- Job -
Every record must be written out once more, with nothing added or omitted.

═════ Input rows

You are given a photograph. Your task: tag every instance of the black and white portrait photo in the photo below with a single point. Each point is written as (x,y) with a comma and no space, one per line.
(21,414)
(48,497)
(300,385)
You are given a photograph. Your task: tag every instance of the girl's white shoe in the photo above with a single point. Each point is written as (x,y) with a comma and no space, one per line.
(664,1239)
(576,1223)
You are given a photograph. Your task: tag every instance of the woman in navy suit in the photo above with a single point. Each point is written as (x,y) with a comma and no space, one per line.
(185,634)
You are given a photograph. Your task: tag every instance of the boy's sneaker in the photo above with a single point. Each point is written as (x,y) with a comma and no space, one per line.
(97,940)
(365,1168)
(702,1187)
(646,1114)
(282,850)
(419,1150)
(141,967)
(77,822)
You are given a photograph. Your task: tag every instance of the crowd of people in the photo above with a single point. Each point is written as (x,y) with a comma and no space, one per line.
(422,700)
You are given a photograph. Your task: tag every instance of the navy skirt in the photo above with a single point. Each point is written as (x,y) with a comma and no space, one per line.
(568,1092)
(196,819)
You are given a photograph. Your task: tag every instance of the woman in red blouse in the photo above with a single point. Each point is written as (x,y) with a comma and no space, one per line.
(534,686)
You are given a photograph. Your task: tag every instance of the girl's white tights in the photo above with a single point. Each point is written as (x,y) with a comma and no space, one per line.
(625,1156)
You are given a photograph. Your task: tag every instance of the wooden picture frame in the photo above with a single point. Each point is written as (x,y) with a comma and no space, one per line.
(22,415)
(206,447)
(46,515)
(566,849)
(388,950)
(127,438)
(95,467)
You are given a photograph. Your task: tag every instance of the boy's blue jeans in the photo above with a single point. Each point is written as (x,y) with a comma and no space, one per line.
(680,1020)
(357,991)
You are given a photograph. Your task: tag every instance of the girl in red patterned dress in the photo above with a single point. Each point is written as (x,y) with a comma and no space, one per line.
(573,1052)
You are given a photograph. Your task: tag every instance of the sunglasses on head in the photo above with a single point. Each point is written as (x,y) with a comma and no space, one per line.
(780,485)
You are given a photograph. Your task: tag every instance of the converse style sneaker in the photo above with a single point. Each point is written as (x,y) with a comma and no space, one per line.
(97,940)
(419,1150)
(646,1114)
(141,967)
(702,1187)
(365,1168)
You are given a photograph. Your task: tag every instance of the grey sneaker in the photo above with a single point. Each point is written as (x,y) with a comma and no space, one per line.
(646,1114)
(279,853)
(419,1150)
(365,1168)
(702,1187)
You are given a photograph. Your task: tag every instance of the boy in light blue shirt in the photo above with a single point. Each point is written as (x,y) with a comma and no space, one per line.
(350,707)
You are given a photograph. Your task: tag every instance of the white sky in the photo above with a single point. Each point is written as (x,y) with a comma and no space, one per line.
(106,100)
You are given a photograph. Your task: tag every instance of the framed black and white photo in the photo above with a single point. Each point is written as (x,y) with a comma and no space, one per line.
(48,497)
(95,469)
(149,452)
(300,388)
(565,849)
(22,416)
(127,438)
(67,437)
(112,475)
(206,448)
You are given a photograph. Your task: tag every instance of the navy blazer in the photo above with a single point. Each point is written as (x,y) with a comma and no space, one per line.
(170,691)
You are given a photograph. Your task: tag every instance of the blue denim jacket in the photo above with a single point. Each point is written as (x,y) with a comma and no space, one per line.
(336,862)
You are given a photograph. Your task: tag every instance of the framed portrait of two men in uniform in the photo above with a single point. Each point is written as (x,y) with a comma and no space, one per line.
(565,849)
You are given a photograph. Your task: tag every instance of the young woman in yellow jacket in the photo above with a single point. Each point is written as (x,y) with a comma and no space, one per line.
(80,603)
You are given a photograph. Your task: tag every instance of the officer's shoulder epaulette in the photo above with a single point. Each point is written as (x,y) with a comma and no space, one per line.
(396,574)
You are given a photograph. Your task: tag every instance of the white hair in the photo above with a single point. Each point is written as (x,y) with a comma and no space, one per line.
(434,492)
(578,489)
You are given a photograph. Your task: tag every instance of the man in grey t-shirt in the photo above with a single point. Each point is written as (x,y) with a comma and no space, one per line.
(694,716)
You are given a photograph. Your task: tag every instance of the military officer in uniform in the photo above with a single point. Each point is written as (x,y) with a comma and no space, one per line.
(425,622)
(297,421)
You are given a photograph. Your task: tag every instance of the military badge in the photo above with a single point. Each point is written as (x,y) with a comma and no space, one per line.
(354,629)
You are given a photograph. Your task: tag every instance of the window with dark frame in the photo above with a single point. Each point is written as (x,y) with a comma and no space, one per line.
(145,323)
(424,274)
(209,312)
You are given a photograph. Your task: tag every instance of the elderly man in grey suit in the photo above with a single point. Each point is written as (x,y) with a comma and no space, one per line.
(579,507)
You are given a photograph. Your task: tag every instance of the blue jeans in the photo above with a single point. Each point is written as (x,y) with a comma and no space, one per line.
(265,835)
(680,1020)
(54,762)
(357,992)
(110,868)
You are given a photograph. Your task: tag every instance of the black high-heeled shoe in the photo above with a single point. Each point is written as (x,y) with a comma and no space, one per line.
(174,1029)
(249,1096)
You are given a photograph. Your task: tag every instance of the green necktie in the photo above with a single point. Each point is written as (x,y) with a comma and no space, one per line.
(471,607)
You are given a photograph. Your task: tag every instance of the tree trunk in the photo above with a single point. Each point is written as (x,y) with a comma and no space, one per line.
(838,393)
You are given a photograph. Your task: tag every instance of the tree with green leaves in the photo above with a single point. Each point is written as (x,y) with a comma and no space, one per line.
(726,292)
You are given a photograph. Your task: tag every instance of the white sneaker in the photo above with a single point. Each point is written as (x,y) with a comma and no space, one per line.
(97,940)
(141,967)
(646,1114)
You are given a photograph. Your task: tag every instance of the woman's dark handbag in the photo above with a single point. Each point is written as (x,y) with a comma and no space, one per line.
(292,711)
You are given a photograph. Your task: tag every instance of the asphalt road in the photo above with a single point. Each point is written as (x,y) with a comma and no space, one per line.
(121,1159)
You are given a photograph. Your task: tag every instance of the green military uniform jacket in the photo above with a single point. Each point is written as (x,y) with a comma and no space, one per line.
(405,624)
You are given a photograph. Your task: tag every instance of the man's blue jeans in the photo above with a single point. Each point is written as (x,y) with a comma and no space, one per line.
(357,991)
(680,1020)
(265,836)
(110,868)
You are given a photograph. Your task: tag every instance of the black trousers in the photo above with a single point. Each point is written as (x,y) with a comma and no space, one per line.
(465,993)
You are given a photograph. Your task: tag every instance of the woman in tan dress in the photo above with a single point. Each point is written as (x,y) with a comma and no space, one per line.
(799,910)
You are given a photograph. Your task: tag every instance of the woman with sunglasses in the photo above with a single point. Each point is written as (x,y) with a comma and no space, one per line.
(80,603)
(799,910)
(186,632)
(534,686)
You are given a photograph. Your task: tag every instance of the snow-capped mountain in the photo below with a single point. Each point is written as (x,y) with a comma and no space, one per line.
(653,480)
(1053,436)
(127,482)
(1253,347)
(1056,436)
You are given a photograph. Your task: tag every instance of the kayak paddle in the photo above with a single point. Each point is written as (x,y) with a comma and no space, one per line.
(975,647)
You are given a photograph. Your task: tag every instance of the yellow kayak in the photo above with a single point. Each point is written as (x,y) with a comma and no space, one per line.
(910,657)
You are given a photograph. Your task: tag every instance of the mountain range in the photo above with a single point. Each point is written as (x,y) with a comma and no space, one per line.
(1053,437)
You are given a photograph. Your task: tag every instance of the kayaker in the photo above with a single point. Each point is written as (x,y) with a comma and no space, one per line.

══════════

- Exercise response -
You are given a photograph. Your task: tag every instance of the black and white portrait photo in the photo below with a single point. Each point is written as (x,y) with a comma and no space, one per line.
(21,414)
(48,497)
(300,385)
You are given a photograph. Your task: tag every instance of the girl's white shoe in the photo above with a single point. Each point is written as (x,y) with a comma and no space, one per line.
(664,1239)
(576,1223)
You are given a photograph. Your task: tag every instance of the woman in navy suit in the photo above with a single point. Each point is written as (x,y) with a comma and no space, one per line.
(185,634)
You are given a photograph. Your task: tag every instance of the boy's sneaker in the photo above with a single point. Each point is written as (x,y) with a comma and no space, one per line.
(97,940)
(365,1168)
(702,1187)
(646,1114)
(282,850)
(419,1150)
(141,967)
(77,822)
You are given a photograph. Your task: tag every instance of the crowd of people in the photo above with a single point. Each point is written as (x,y) with a comma and no space, one per line.
(422,700)
You are given a photograph. Your task: tag every instance of the navy skirt in the photo above with a single point. Each point is written as (x,y) with a comma and no space, one per line.
(568,1092)
(196,819)
You are given a photograph. Your task: tag every instance of the woman in red blouse in the photo above with a single point. Each point is written as (x,y) with a comma and no space, one per line.
(534,686)
You are given a photograph. Your task: tag every instance of the girl's white tights in the photo above with a single point. Each point is written as (x,y) with a comma and no space, one per line.
(625,1156)
You are given a photograph. Your task: tag every instance of the wooden picture frame in the photo above with a single point. Each point is written as (x,y) with a comma and no space, one per line.
(22,415)
(206,447)
(46,515)
(566,849)
(388,950)
(127,438)
(95,467)
You are given a photograph. Your task: tag every instance of the boy's blue jeans in the photo above with a single point. Each point is written as (x,y) with a comma and no space, one per line.
(680,1020)
(357,991)
You are given a photograph. Your task: tag every instance of the girl in red patterned dress in the photo above with a single point. Each point is written as (x,y) with a comma and no space, one per line.
(573,1052)
You are given a photograph. Your task: tag every instance of the sunglasses on head in the photo above with a single point. Each point is written as (x,y) with a comma and no space, one per line.
(780,485)
You are given a photograph. Your task: tag every instance of the converse style sneaker in the photo above with a single point. Each point is written as (x,y) with a comma and no space, one per line.
(97,940)
(419,1150)
(646,1114)
(141,967)
(702,1187)
(365,1168)
You are given a photograph. Your task: tag every instance of the grey sneaker in the photo above with a single point. Each point is written as (x,y) with a comma and no space, one per line.
(646,1114)
(279,853)
(419,1150)
(365,1168)
(702,1187)
You are given a photograph. Your task: tag every instance of the boy in light blue shirt in the photo above with a single point. Each point is written as (x,y) with a comma and no space, one per line.
(350,707)
You are given a photograph. Your task: tag every instance of the white sky in the photo above with a single point. Each point is written as (x,y) with a comma and no space, one per line.
(106,100)
You are given a photograph. Your task: tag every instance of the framed black and white photo in the photo above with a single point. Each point is written as (x,y) with a comma and no space, one per line.
(48,497)
(95,469)
(149,452)
(300,388)
(565,849)
(22,416)
(127,438)
(67,437)
(112,475)
(206,448)
You are given a photograph. Your task: tag every instance of the navy blazer in the photo above with a single point. Each point is written as (x,y) with a comma and no space, one per line.
(170,691)
You are given a photograph. Your task: tag every instance of the blue denim jacket in the photo above with a single point. Each point is written as (x,y) with a comma and no space, one per line.
(336,862)
You are given a photograph. Your task: tag every instance of the framed portrait of two men in uniform in the photo above with a single point. Each point is written as (x,y) with a comma and no space, one per line.
(565,849)
You are given a photograph. Your task: tag every instance of the young woman in yellow jacket in the photo above with a single point. Each point is written as (x,y) with a comma and no space, one per line.
(80,603)
You are given a photograph. Your task: tag every instance of the officer's shoulder epaulette in the photo above with a single point. Each point is written as (x,y) with a comma and no space, one per line.
(396,574)
You are given a photograph. Your task: tag every instance of the white hair in the photo above with a single point. Each point is written as (x,y) with a comma and no space, one per line.
(434,492)
(578,489)
You are given a photograph. Your task: tag every instance of the man in grey t-shirt in the photo above with a single point. Each point is written as (x,y) with a comma and no space, one per line.
(694,716)
You are given a photograph. Your task: tag every instance of the military officer in uniform in the photo above with a single point. Each point is written as (x,y) with a comma and no space, one per line.
(425,622)
(297,421)
You are given a photograph. Your task: tag every instance of the military badge in the photo above with a single point. Each point is written as (x,y) with a comma and no space, one per line.
(354,629)
You are given a photograph. Your task: tag every instance of the window with dark frame in the photo above with a single point. Each point is written as (x,y) with a comma and no space, one per line.
(145,323)
(424,274)
(209,312)
You are given a photograph. Your task: tag every instance of the elderly man in grey suit in the photo above with a single point. Each point is written as (x,y) with a comma and no space, one per line.
(579,507)
You are given a photograph. Your task: tag every instance of the blue jeans in the photo above with a single point. Each point is written as (x,y) with a comma and no space, one per line.
(265,835)
(680,1020)
(54,762)
(357,992)
(110,868)
You are given a photograph. Your task: tag every instance of the black high-heeled shoe in the photo above with a single point. Each point is written as (x,y) with a comma and no space, one per line.
(174,1029)
(249,1096)
You are given a photograph. Your task: tag every instance of the green necktie in the photo above with a single point. Each point is written as (x,y) with a comma and no space, one per line.
(471,607)
You are given a photograph. Your task: tag every instance of the tree trunk in the photo above with a single point. Each point is written as (x,y) with a comma and no space, one per line.
(838,393)
You are given a photograph. Your task: tag every instance of the tree with green leaves in the photo above with a single point. Each point is written as (x,y) with a comma and no space, one per line.
(726,292)
You are given a photograph. Your task: tag every instance of the white sneaker in the photo above with a single point. Each point is written as (x,y) with a comma and no space, one per line.
(97,940)
(141,967)
(646,1114)
You are given a photograph. Your task: tag every instance of the woman's dark handbag in the photo above with a single point. Each point is written as (x,y) with a comma and no space, one per line.
(292,711)
You are given a photograph. Your task: tag every instance of the asphalt road in the photo above with a single point. Each point is written as (x,y) with a comma and no space, one per line.
(121,1159)
You are given a photograph. Your task: tag every instance of the green military uniform jacket in the photo above with a single point. Each point is written as (x,y) with a comma and no space, one per line.
(405,624)
You are given a photograph. Your task: tag every instance of the man's blue jeans in the photo above with a single point. Each point is written as (x,y) with a comma and no space, one per line.
(357,991)
(680,1020)
(265,836)
(110,868)
You are given a photograph. Your task: tag every instance of the black trousers in the photo above with a single point. Each point is written as (x,y) with a comma and no space, one per line.
(465,993)
You are given a photograph. Your task: tag every instance of the woman in tan dress in the photo above with a single point. Each point is written as (x,y) with a comma and no space, one per line.
(799,910)
You are given a photograph. Your task: tag every instance of the woman with sunglasses in the photo above with a single point. Each point is written as (x,y) with a comma and no space, one per line.
(80,603)
(799,910)
(186,632)
(534,686)
You are given a photograph. Your task: tag every instance of the snow-capped mountain in the photo below with a single point. Each point is written as (x,y) with a comma and no space, one per line.
(653,480)
(1053,436)
(127,482)
(1253,347)
(1056,436)
You are given a photograph. Your task: tag every instance of the kayak paddle in the photo above with a single point. Each point is written as (x,y) with a comma and no space, one per line.
(975,647)
You are given a photograph. Your task: tag every instance of the yellow kayak in the photo above with a single point. Each point is written as (x,y) with a comma and no space, one per line.
(910,657)
You are given a photograph. Your task: tag every instance of the mountain range in the photo above with a single point. Each point is written as (x,y) with a comma and no space, one per line.
(1053,437)
You are given a photograph. Your task: tag every instance of the kayaker in the photo above with a single point. Each point is written as (x,y) with a comma and no space, one per line.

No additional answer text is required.